Exercise:
Every line below must come back exactly as it stands, with the images omitted.

Task data:
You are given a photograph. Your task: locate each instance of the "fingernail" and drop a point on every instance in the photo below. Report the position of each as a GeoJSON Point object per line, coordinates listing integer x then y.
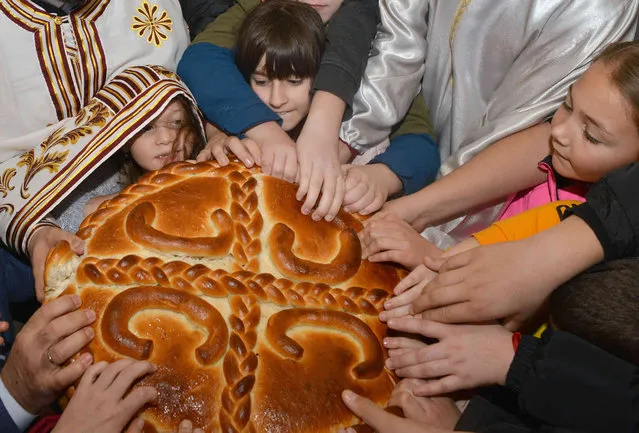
{"type": "Point", "coordinates": [349, 395]}
{"type": "Point", "coordinates": [86, 359]}
{"type": "Point", "coordinates": [77, 301]}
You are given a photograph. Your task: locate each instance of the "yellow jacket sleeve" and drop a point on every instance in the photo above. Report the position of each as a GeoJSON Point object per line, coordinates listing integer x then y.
{"type": "Point", "coordinates": [525, 224]}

Response:
You are given a photograph. Your task: locate each instance of the "fingernail" and drop a point on every instance in the photo below. Report the position of each as a GeoJSON Point object per line, coordinates listing integer x then y.
{"type": "Point", "coordinates": [349, 395]}
{"type": "Point", "coordinates": [86, 359]}
{"type": "Point", "coordinates": [77, 301]}
You are given a photograph. Your task: locate each instance of the "yellow jacket sleeve" and drop a point on every instance in the photo above. Report the position of each as a GeoJSON Point object per line, coordinates listing integer x then y.
{"type": "Point", "coordinates": [525, 224]}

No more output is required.